§ Provided passage:
##############################
With its unique business model, Seniors Helping Seniors has found a way to benefit both the caregiver and care recipient in communities across the country including Middle Tennessee.
There are many seniors and retirees who are looking for meaningful ways to stay engaged without the commitment without the demands of full-time employment. There are also elderly community members who, as they age, discover they need help with tasks of daily living, or who just want someone to keep them company. Seniors Helping Seniors® sets itself apart from other care services in that it pairs people from these groups together to the mutual benefit of both.
“We're a non-medical home care agency for seniors, and our service is provided by seniors,” says Nick Deitmen, a local Seniors Helping Seniors® franchise owner. “We are trying to solve the loneliness epidemic on both sides. Pairing seniors with other seniors counters loneliness and helps establish a deeper sense of companionship. People who have been in that season of life understand what you're going through with a client. It feels more like having a friend come over to hang out with you versus having a young caregiver show up and treat you like a patient. You're really treated more like a friend.”
Before opening the Nashville franchise, Deitmen was working in healthcare tech but striving to find a way to work in the service side of the industry.
“I increasingly felt like I was getting further and further from understanding who actually used the work I was doing, who was benefiting from the work I was doing,” he says.
When his grandmother started receiving assistance from a similar program in his hometown, Deitmen witnessed firsthand how beneficial this system was. Its positive impact on her everyday quality of life inspired him to act.
Deitman opened his Seniors Helping Seniors franchise earlier this year, providing service to Nashville, Bellevue, Antioch, Belle Meade, Green Hills, Brentwood, East Nashville, Donelson, and Madison. “It has been the best decision I've ever made,” he says. “We provide things like light housekeeping, meal prep, running errands, transportation to taking them to lunch or taking them to the senior center to participate in activities.”
While SHS caregivers do not administer medications, they do help with activities of daily living such as bathing, creaming, toileting, dressing, and medication reminders. For those living in assisted living communities, they can help residents participate in activities at their center, accompany them to outings, and come over for lunch to keep them company.
By hiring seniors as helpers, SHS Caregivers are better able to relate to those for whom they serve. Many caregivers previously have cared for their own aging parents, so they have already experienced many of these later-in-life scenarios. Deitmen explained that all caregivers are carefully vetted, having undergone a background check, auto insurance verification, training through the company, and specialized training for memory care.
One local caretaker is Julia Boklage. After working as an accountant for 25 years, she retired last December before realizing she wasn’t quite ready to quit working altogether.
“I stayed at home for a month or so and decided this is just not for me,” Boklage says. “I've worked all my life since I was 17, so I decided I would look for something that I could do that would be giving back and helping folks and also making a few dollars for myself. This is what I found, and I've really enjoyed every minute of it.”
Seniors Helping Seniors’ flexible schedule proved to be the perfect fit as Boklage has three clients she sees every week. “One of the great things about it is you get to design your schedule around your own commitments and things you want to do,” she says. “I'm so thankful that I found this; I’m not a nurse but I can certainly help people live,” she says.
“We're a non-medical home care agency for seniors, and our service is provided by seniors."
##############################
§ Source data:
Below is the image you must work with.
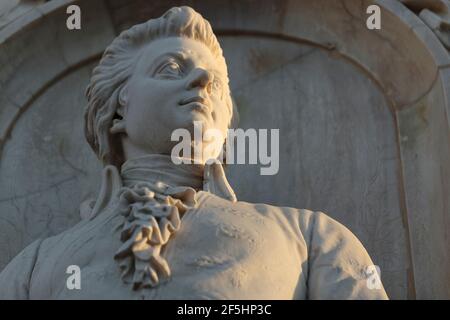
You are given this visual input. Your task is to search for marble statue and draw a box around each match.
[0,7,387,299]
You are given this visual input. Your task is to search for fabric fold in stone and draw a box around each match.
[110,155,236,290]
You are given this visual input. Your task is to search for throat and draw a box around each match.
[121,154,204,190]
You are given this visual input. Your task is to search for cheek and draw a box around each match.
[214,101,231,132]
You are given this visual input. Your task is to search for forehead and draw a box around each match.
[138,37,219,68]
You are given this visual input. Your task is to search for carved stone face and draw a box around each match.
[120,37,232,162]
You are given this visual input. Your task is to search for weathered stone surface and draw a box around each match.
[0,0,450,299]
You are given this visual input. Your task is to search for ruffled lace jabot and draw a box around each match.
[106,155,236,290]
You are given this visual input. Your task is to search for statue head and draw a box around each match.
[85,7,234,166]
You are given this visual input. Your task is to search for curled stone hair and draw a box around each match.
[84,6,237,166]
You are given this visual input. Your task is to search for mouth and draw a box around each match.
[178,96,210,114]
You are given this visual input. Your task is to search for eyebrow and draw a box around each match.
[149,51,225,79]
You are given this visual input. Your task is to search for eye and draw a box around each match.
[211,77,223,95]
[156,61,183,79]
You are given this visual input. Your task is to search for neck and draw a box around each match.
[121,154,204,190]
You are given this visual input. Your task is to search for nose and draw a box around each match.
[186,68,214,93]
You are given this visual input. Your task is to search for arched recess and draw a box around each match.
[0,0,450,298]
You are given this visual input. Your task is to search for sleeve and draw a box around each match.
[307,212,388,300]
[0,240,42,300]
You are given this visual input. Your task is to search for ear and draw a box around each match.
[109,86,128,134]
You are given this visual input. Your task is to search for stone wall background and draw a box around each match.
[0,0,450,299]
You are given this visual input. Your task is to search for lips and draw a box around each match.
[178,96,210,113]
[180,96,208,105]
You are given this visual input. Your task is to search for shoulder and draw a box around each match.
[0,239,43,300]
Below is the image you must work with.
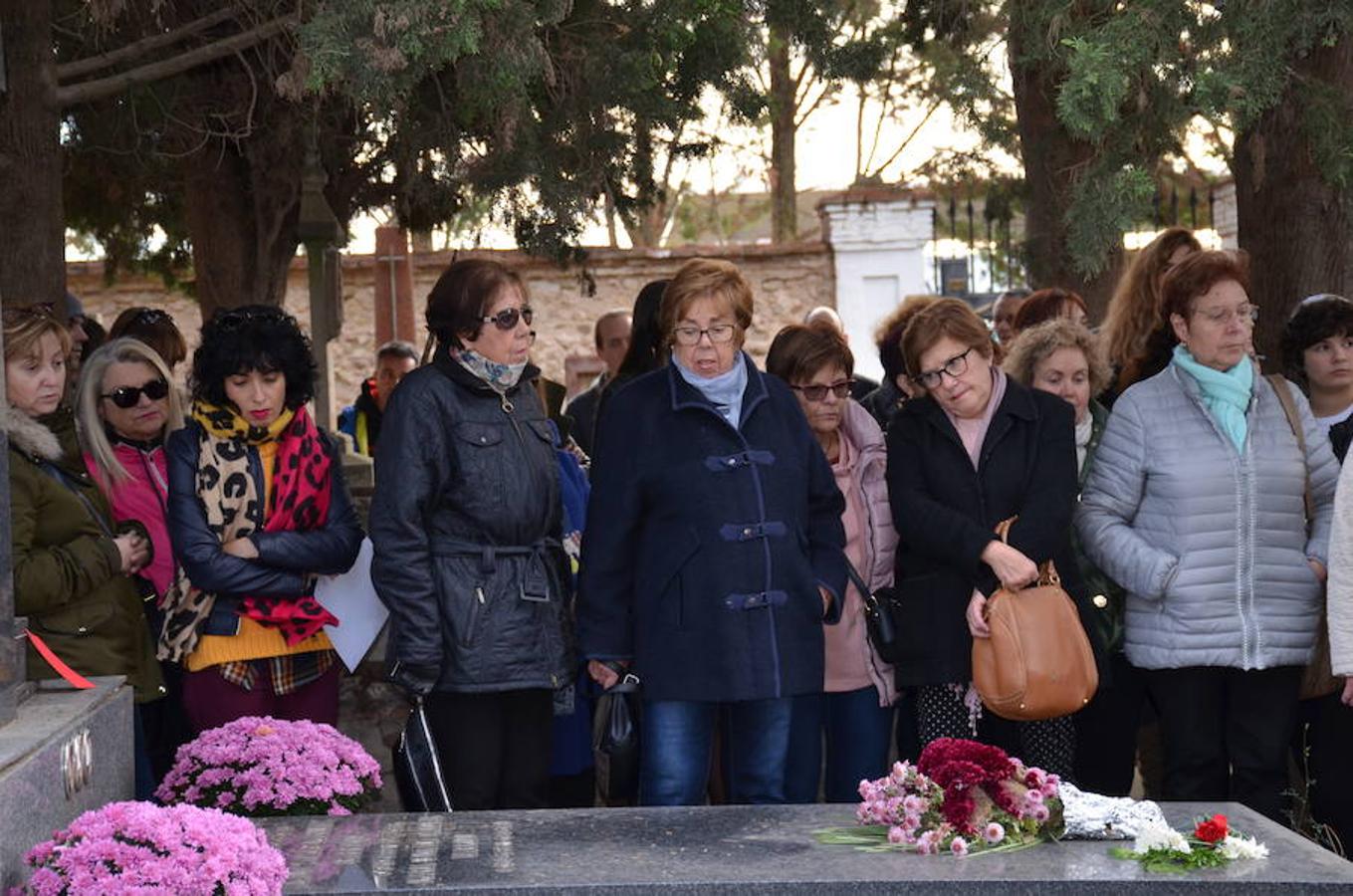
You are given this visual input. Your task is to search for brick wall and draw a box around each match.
[67,242,835,419]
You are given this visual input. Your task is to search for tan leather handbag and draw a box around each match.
[973,519,1099,722]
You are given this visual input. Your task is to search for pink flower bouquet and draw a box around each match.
[818,738,1063,855]
[155,716,380,817]
[19,802,287,896]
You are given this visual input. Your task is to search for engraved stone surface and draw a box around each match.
[261,802,1353,896]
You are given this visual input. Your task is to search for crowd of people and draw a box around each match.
[4,229,1353,849]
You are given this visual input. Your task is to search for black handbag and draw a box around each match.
[845,560,901,663]
[592,673,640,805]
[393,697,451,812]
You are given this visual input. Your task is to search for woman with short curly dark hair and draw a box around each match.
[159,305,362,731]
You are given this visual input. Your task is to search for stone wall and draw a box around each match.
[67,242,835,416]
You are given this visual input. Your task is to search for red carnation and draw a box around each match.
[1194,814,1228,843]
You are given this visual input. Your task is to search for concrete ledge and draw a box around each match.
[0,677,135,892]
[263,802,1353,896]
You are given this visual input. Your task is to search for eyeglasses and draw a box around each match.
[912,347,973,388]
[479,305,536,331]
[672,324,738,345]
[1194,302,1259,327]
[99,379,169,410]
[790,379,855,403]
[212,309,291,333]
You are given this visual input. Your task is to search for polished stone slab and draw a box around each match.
[263,802,1353,896]
[0,675,135,892]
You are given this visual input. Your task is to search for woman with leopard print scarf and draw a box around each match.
[159,306,362,731]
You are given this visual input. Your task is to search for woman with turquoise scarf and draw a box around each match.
[1075,252,1338,821]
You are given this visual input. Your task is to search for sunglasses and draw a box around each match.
[790,379,855,403]
[99,379,169,410]
[479,305,536,331]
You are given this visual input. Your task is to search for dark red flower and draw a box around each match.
[1194,814,1228,843]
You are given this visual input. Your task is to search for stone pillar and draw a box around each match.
[372,227,422,348]
[1205,180,1240,249]
[817,188,935,379]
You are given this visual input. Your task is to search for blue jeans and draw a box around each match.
[785,688,893,802]
[638,697,790,805]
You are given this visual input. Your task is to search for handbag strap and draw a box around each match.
[1263,373,1315,530]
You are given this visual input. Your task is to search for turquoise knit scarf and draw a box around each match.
[1173,345,1254,452]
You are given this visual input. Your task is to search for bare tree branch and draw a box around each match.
[56,15,298,109]
[57,7,240,82]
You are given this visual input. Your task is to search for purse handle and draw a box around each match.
[996,515,1062,587]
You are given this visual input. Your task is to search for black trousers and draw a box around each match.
[1071,652,1146,795]
[1142,666,1301,824]
[423,688,555,812]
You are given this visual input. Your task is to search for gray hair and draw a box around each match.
[76,337,182,483]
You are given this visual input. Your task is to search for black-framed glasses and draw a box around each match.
[212,309,291,332]
[479,305,536,331]
[672,324,738,345]
[99,379,169,410]
[790,379,855,403]
[912,347,973,388]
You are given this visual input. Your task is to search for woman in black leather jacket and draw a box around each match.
[370,260,570,809]
[158,305,362,731]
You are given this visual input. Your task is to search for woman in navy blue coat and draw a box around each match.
[577,259,845,805]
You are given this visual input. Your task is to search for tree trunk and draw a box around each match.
[1010,15,1123,315]
[1232,34,1353,369]
[0,0,67,309]
[768,26,798,242]
[182,85,305,320]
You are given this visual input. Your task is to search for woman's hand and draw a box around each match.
[983,539,1037,588]
[113,532,150,575]
[587,659,619,690]
[221,539,259,560]
[966,588,992,637]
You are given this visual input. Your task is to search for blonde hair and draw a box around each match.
[657,259,753,345]
[76,336,182,483]
[1002,318,1112,398]
[1100,227,1203,368]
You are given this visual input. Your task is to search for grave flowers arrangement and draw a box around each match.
[1112,814,1267,873]
[155,716,380,817]
[818,738,1062,855]
[16,802,287,896]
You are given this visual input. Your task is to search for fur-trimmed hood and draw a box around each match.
[0,404,63,463]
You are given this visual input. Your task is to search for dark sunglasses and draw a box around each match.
[479,305,536,331]
[99,379,169,410]
[790,379,855,402]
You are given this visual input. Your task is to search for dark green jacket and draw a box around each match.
[3,407,163,703]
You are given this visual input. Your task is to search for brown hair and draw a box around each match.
[1011,287,1090,333]
[874,295,939,384]
[1101,227,1203,368]
[902,299,995,376]
[423,259,528,347]
[4,304,72,361]
[1002,317,1112,398]
[766,321,855,384]
[1161,252,1250,324]
[109,308,188,371]
[657,259,753,343]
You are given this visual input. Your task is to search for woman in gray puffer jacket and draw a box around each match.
[1075,252,1338,821]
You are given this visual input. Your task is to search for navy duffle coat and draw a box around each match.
[577,354,845,701]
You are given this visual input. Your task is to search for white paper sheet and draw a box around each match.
[316,539,389,671]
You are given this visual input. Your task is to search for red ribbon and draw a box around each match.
[24,629,96,690]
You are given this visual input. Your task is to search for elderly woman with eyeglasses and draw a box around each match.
[766,323,897,802]
[1075,252,1338,820]
[370,259,565,810]
[888,299,1078,776]
[577,259,845,805]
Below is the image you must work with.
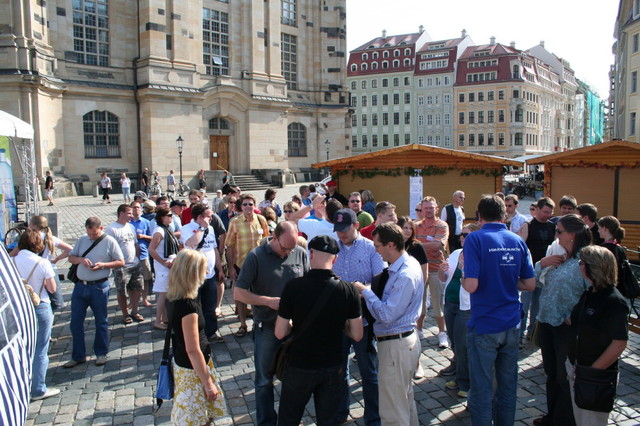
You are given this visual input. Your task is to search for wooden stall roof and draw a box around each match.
[527,139,640,167]
[312,144,523,170]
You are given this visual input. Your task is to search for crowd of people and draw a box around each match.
[12,175,629,426]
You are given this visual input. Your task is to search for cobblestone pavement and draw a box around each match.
[27,190,640,425]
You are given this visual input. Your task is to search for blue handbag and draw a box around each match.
[156,321,174,411]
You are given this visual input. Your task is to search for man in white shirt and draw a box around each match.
[105,204,144,325]
[180,204,225,343]
[440,190,465,253]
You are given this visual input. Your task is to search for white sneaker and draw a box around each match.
[413,361,424,380]
[438,331,449,349]
[31,388,60,401]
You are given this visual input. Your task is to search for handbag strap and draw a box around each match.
[80,232,107,257]
[289,277,338,343]
[162,312,172,361]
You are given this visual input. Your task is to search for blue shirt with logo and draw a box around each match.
[464,223,534,334]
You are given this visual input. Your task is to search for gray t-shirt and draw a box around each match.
[105,222,139,268]
[235,244,309,328]
[69,231,124,281]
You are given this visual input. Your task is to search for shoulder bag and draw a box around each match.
[13,257,44,307]
[573,292,618,413]
[67,232,107,284]
[269,278,335,381]
[156,321,174,411]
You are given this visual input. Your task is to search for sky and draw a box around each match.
[347,0,619,99]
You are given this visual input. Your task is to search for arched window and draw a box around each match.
[287,123,307,157]
[82,111,121,158]
[209,117,231,130]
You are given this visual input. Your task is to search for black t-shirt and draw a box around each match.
[569,286,629,369]
[167,299,211,370]
[278,269,361,370]
[404,240,429,265]
[527,217,556,265]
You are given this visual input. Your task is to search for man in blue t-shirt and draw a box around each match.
[462,195,535,425]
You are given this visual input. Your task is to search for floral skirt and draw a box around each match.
[171,359,226,426]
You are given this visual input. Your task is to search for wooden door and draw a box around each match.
[209,135,229,170]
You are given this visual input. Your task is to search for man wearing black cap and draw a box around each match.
[275,235,362,425]
[233,222,311,426]
[333,208,384,425]
[353,223,424,426]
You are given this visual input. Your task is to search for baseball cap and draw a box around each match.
[333,209,358,232]
[309,235,340,254]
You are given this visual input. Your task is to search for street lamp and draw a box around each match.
[176,135,184,185]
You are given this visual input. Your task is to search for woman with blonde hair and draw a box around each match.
[167,249,224,425]
[11,216,72,312]
[565,246,629,425]
[13,229,60,401]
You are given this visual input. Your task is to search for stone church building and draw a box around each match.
[0,0,350,190]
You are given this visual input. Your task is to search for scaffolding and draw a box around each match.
[9,137,40,223]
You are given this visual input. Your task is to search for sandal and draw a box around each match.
[235,325,247,337]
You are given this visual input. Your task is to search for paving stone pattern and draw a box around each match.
[27,191,640,425]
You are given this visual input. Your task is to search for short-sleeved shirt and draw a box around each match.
[416,218,449,272]
[225,214,269,268]
[278,269,361,370]
[180,220,218,279]
[129,216,151,260]
[167,299,211,370]
[14,250,55,303]
[569,286,629,368]
[69,231,124,281]
[464,223,534,334]
[235,244,309,328]
[105,222,139,268]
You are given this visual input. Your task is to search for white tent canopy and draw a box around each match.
[0,110,33,139]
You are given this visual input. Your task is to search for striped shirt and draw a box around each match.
[416,218,449,271]
[225,214,269,268]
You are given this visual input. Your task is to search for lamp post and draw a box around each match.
[176,135,184,185]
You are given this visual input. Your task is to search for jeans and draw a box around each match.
[253,324,281,426]
[338,327,380,426]
[520,287,542,337]
[467,327,520,426]
[31,302,53,397]
[71,279,109,361]
[444,302,471,392]
[278,366,344,426]
[198,275,218,337]
[539,322,576,426]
##############################
Return, word for word, the part of the Seniors Helping Seniors article that starts at "When his grandmother" and stops after "him to act.". The data plays no part in what follows.

§ Result for this exercise:
When his grandmother started receiving assistance from a similar program in his hometown, Deitmen witnessed firsthand how beneficial this system was. Its positive impact on her everyday quality of life inspired him to act.